### Stored data
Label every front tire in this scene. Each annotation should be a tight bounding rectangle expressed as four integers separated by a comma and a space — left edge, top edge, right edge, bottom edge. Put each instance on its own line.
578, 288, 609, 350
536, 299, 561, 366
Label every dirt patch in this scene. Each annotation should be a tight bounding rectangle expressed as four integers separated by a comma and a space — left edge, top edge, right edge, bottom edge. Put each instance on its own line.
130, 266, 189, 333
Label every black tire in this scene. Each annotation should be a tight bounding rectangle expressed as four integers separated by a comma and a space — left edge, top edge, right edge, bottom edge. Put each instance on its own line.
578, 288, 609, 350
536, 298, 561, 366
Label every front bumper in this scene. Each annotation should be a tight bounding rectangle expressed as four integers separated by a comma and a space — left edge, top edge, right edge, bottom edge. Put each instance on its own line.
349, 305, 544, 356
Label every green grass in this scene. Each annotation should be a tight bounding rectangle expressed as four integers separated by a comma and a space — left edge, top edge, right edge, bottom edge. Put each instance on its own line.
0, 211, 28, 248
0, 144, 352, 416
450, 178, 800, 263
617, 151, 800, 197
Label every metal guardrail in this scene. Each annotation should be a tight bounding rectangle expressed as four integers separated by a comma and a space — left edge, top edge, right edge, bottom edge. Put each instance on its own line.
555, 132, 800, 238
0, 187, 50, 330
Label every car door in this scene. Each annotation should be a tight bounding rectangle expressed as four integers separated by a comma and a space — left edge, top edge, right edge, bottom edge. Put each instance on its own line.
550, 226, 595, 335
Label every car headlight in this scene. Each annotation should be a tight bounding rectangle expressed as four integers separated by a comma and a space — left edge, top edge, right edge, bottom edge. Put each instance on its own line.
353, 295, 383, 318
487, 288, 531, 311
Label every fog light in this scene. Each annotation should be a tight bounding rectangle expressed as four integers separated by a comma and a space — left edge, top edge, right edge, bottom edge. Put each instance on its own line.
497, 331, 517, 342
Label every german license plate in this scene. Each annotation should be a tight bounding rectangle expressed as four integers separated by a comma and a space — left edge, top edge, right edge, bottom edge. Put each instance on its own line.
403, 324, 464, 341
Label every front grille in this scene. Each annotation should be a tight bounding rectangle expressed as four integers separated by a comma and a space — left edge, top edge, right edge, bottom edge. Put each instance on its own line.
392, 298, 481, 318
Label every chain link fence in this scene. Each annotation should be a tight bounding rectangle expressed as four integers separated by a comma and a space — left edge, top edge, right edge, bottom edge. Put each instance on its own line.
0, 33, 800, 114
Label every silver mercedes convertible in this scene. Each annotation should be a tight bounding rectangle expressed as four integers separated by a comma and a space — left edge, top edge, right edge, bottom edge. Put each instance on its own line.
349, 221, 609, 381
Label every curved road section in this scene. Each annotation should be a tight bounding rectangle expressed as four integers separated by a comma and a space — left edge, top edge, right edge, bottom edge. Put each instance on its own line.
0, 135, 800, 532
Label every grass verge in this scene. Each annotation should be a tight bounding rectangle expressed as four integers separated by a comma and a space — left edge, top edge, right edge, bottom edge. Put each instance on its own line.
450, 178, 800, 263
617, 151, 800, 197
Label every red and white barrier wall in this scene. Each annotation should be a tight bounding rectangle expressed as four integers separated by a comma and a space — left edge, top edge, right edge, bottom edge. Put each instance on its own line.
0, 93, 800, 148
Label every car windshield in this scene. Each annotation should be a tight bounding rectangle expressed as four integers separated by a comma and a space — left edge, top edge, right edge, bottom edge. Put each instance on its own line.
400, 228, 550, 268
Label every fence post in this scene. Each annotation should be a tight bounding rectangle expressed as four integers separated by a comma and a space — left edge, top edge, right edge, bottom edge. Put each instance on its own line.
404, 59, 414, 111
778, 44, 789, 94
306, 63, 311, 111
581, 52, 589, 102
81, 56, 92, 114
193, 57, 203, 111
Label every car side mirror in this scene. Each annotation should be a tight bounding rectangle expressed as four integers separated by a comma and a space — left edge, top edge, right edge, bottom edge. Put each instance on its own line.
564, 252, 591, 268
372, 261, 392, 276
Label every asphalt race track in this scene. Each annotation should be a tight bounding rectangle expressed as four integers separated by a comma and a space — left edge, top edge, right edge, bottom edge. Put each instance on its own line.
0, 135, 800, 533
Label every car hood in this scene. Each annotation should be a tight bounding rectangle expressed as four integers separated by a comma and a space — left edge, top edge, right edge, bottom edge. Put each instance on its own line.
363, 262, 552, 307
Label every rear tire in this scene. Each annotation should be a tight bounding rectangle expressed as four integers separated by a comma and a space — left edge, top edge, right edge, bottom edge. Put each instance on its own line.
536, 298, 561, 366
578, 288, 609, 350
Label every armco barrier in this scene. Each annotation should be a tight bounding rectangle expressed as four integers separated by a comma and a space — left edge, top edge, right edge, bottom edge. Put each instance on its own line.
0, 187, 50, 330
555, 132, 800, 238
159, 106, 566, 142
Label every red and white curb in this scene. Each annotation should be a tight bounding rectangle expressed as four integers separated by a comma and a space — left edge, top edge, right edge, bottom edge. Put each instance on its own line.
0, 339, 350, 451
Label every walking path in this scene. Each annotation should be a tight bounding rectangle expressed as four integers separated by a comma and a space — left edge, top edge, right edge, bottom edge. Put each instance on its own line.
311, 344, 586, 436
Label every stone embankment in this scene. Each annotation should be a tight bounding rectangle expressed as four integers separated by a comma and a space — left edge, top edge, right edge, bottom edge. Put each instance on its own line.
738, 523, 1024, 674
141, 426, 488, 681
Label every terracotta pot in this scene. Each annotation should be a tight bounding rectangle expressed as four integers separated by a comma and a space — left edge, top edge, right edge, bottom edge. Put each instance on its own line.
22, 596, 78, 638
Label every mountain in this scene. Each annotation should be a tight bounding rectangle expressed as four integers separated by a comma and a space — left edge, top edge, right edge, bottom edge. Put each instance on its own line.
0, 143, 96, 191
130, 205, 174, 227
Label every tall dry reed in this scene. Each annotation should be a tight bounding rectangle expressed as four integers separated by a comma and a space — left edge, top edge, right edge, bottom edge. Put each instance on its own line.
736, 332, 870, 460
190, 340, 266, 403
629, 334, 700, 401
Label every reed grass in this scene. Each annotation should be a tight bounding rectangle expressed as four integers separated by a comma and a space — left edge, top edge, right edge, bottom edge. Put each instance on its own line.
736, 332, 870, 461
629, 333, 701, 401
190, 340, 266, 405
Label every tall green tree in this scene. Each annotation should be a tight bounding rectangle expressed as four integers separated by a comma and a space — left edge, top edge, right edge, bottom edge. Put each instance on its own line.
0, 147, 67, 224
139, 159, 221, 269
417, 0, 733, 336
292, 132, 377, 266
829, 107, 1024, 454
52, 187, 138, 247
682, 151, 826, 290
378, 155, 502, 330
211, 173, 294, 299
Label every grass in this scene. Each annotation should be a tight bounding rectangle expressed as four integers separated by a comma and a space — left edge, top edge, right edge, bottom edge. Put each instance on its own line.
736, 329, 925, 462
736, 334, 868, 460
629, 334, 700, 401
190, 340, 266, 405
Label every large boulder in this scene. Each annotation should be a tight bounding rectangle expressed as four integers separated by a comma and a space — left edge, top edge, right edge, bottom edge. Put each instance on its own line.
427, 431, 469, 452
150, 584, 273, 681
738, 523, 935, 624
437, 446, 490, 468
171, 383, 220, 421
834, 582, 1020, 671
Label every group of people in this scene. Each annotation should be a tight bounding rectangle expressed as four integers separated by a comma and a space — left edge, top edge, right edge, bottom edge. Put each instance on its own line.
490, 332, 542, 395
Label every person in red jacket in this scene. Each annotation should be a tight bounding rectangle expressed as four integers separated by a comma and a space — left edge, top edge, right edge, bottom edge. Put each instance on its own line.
######
Exercise directions: Please show every line of the data above that contains the word "tall", copied in full.

Solution to this exercise:
Label every tall dry reed in this scene. Each annotation should be a tight bounding rectangle expressed as four integers separated by a comma and a space — left edge, top edge, right edge, bottom edge. Put each instance on its own line.
Label every tall green tree in this scene. Each annotation should be a tight bounding rectangle expressed as four integers separated by a comma and a space — left edge, top edge, right edge, bottom edge. Put each instance on its own line.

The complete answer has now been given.